— DATA SUPPLIED —

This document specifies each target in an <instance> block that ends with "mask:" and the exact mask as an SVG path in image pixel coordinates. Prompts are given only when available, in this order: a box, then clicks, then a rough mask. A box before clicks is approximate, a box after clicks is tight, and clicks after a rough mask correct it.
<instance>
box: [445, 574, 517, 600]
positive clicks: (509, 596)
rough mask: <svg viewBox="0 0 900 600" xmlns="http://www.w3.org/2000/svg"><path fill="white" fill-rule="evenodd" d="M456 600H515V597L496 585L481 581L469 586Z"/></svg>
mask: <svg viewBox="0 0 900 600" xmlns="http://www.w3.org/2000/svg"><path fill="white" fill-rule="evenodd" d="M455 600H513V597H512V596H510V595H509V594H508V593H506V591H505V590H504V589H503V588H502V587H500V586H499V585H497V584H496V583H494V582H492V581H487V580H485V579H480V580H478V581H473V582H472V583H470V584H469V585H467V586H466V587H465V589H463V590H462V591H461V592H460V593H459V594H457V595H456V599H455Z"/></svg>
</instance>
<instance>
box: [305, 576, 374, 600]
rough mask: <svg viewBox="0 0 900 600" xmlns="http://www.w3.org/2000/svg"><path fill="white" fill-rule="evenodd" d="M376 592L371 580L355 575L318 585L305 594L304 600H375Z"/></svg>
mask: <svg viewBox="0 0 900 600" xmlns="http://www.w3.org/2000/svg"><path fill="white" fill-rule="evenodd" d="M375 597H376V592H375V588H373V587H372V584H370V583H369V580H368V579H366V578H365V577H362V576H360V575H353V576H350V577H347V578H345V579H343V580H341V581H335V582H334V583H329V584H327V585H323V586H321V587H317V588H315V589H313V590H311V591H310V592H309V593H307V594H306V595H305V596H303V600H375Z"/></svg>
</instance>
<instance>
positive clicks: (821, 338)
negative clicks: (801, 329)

— TASK REQUIREMENTS —
Transcribe all of the material exactly as it appears.

— TASK RESPONSE —
This document specifies each target in an <instance> block that ends with "mask:" and the exact mask as an SVG path in image pixel coordinates. Prompts are given only when available, in this order: a box, then clicks, then a rough mask. A box before clicks is approximate, a box after clicks is tight, and clicks after a rough mask correct it.
<instance>
box: [445, 574, 517, 600]
positive clicks: (509, 596)
rough mask: <svg viewBox="0 0 900 600" xmlns="http://www.w3.org/2000/svg"><path fill="white" fill-rule="evenodd" d="M456 600H515V597L496 585L481 581L469 586Z"/></svg>
mask: <svg viewBox="0 0 900 600" xmlns="http://www.w3.org/2000/svg"><path fill="white" fill-rule="evenodd" d="M455 600H513V597H512V596H510V595H509V594H508V593H506V591H505V590H504V589H503V588H502V587H500V586H499V585H497V584H496V583H494V582H492V581H487V580H485V579H480V580H478V581H473V582H472V583H470V584H469V585H467V586H466V587H465V589H463V590H462V591H461V592H460V593H459V594H457V595H456V599H455Z"/></svg>
</instance>
<instance>
box: [305, 576, 374, 600]
rough mask: <svg viewBox="0 0 900 600" xmlns="http://www.w3.org/2000/svg"><path fill="white" fill-rule="evenodd" d="M376 592L371 580L355 575L318 585L305 594L304 600H375Z"/></svg>
mask: <svg viewBox="0 0 900 600" xmlns="http://www.w3.org/2000/svg"><path fill="white" fill-rule="evenodd" d="M375 597H376V592H375V588H373V587H372V584H370V583H369V580H368V579H366V578H365V577H362V576H360V575H353V576H350V577H347V578H345V579H343V580H341V581H335V582H334V583H329V584H327V585H323V586H321V587H317V588H315V589H313V590H311V591H310V592H309V593H307V594H306V595H305V596H303V600H375Z"/></svg>
</instance>
<instance>
positive clicks: (821, 338)
negative clicks: (801, 329)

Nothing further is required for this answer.